_What to produce:_ How many of the lines below contain the string "white"? Case counts; reply with the number alone.

_Supplied data:_
---------------

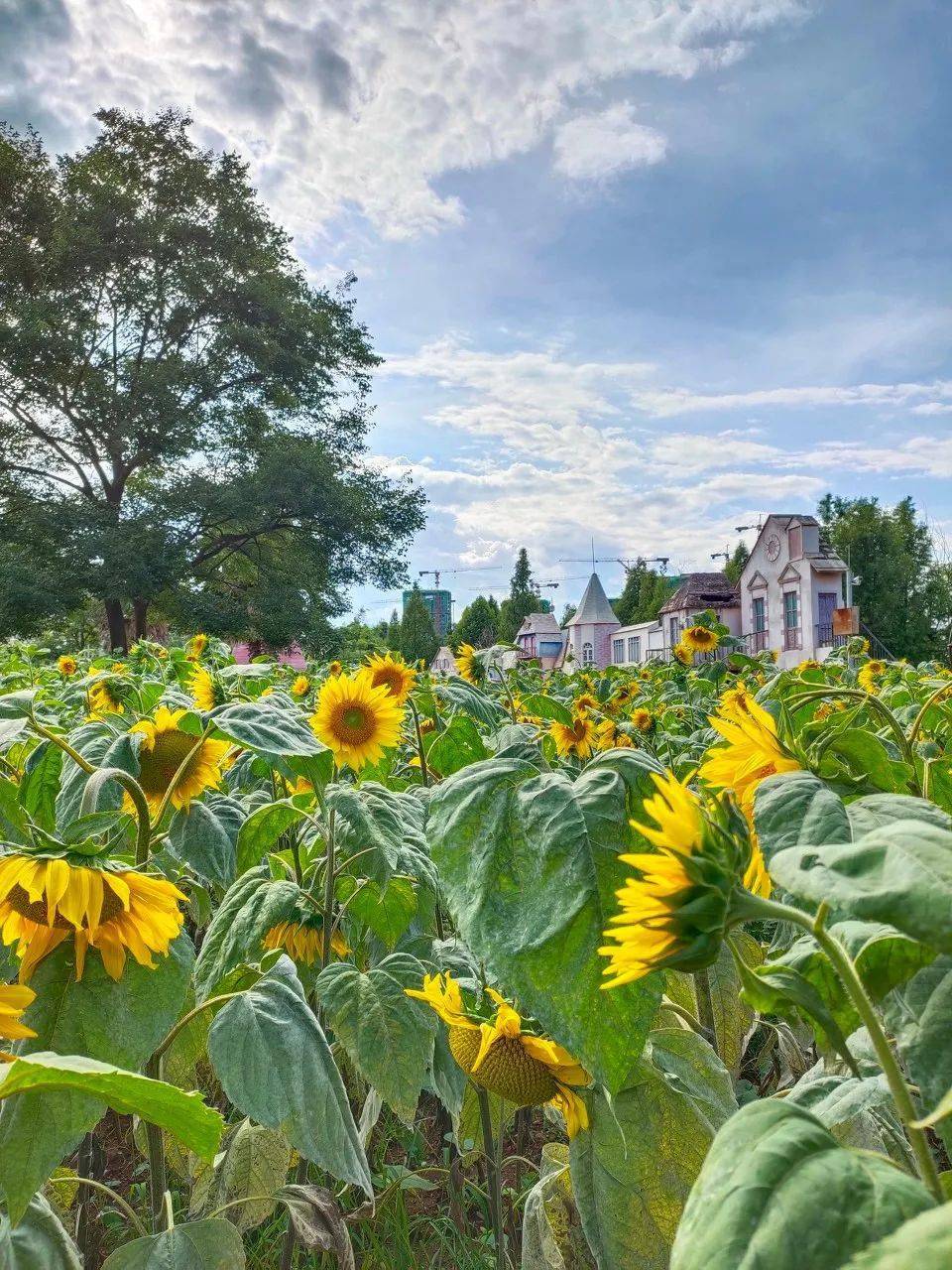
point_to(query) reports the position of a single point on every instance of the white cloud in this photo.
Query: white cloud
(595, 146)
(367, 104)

---------------

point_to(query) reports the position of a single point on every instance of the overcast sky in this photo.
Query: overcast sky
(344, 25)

---------------

_Exercise answer:_ 2